From the listing that follows, extract every line and set it down unaltered.

▶ _Information shown_
· · ·

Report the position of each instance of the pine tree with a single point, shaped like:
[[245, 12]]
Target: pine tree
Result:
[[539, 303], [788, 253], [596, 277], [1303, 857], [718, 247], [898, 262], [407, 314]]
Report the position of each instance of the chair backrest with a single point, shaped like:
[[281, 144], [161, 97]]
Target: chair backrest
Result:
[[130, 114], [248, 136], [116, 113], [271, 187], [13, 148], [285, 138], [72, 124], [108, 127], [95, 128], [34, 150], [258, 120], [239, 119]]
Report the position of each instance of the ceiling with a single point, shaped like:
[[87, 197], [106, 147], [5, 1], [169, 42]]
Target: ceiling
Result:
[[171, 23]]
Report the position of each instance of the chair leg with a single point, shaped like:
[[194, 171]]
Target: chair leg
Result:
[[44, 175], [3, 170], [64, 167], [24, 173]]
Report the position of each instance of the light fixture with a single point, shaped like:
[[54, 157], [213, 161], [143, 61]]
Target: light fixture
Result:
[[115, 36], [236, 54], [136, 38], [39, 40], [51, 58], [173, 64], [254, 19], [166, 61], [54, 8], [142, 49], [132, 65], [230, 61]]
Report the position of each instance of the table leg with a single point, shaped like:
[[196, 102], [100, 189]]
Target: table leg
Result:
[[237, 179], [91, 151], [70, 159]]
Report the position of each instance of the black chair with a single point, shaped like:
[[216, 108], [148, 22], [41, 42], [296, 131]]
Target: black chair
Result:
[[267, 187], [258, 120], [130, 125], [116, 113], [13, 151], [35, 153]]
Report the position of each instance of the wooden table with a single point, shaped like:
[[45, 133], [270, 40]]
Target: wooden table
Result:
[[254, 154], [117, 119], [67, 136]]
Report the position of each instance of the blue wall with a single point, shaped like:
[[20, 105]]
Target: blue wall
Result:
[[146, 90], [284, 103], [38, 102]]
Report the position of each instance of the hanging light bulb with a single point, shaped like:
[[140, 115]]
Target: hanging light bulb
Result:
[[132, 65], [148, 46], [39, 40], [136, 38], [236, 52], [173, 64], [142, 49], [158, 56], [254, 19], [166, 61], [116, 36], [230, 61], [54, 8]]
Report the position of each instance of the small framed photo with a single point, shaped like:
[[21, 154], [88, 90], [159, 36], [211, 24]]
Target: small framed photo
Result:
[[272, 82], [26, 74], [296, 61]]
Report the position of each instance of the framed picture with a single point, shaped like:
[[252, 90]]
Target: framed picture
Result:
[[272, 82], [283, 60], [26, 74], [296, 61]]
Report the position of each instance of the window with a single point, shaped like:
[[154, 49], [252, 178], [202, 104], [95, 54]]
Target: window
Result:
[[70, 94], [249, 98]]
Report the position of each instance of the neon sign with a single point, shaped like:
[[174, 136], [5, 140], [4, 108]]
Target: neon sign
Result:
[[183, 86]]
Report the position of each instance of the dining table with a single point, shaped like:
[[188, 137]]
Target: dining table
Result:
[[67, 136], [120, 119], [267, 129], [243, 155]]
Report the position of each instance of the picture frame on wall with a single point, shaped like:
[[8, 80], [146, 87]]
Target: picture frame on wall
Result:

· · ·

▶ _Task output_
Report the position of each instance of the pine tree with a single point, shaped like:
[[245, 12]]
Target: pine tree
Result:
[[539, 303], [788, 253], [596, 277], [1303, 857], [718, 247], [898, 262], [407, 314]]
Report the position of each instance of the chair backrest with a single point, shaped like:
[[281, 144], [161, 97]]
Target: chair backrest
Result:
[[130, 114], [248, 136], [116, 113], [271, 187], [13, 148], [285, 138], [72, 124], [108, 127], [95, 128], [34, 150], [258, 120], [239, 119]]
Report the position of each instance of the ceiling with a single point, shaped like:
[[87, 197], [106, 147], [5, 1], [169, 42]]
Target: ceiling
Result:
[[171, 23]]
Report the position of each instance of the chair leg with a single point, shaped like:
[[194, 171]]
Target: chair leg
Result:
[[44, 175], [3, 170], [64, 167], [24, 173]]
Report the position of each instance of the light fixture with a single point, shaped like:
[[54, 157], [213, 161], [143, 61]]
Target: light fixture
Result:
[[115, 36], [236, 54], [136, 38], [39, 40], [51, 58], [173, 64], [254, 19], [166, 61], [54, 8], [142, 49], [132, 65], [230, 61]]
Report the position of each instance of the table leg with a single point, shaped like:
[[196, 102], [100, 189]]
Target: table leg
Result:
[[237, 179], [91, 151], [70, 159]]
Report the position of each instance of the black chair with a single point, shaped like:
[[216, 108], [148, 22], [41, 42], [296, 131]]
Target: black chair
Result:
[[267, 187], [258, 120], [130, 125], [116, 113], [13, 151], [35, 153]]
Report the position of each instance of the wooden table with a single point, shaped like:
[[45, 133], [270, 40]]
Target: wooden table
Result:
[[254, 154], [117, 119], [67, 136]]
Report the position of each instance of the blue wall with a single point, shaped like:
[[20, 105]]
Target: blue wall
Result:
[[146, 90], [284, 103], [38, 102]]
Report the position of each instance of the hanging light bulb with a single point, shaped like:
[[140, 115]]
Target: hanging light bulb
Result:
[[132, 65], [148, 46], [39, 40], [136, 38], [236, 52], [173, 64], [142, 49], [158, 56], [254, 19], [166, 61], [116, 36], [230, 61], [54, 8]]
Report the position of each instance of the small framed photo with a single point, shaped like:
[[21, 154], [88, 90], [159, 36], [211, 24]]
Target: small framed photo
Result:
[[272, 82], [26, 74], [296, 61]]
Report the position of each instance of the framed picture with a single point, shaped like:
[[252, 90]]
Target: framed picture
Result:
[[272, 82], [283, 60], [26, 74], [296, 61]]
Report the position of each instance of the window with a single point, shaped like:
[[154, 49], [252, 178], [202, 104], [95, 54]]
Target: window
Result:
[[70, 94], [249, 98]]
Report the position of each instance of the neon sign with a single point, shaped like:
[[174, 136], [5, 140], [4, 108]]
Target: neon sign
Result:
[[183, 86]]
Report the position of each instance of the dining table with a single point, shaped like:
[[188, 137]]
Target: dining table
Result:
[[67, 136], [120, 119], [267, 129], [243, 155]]
Report the position of each instance of the picture frame on wall with a single point, shaped like:
[[8, 80], [146, 87]]
Target: picture frame on wall
Result:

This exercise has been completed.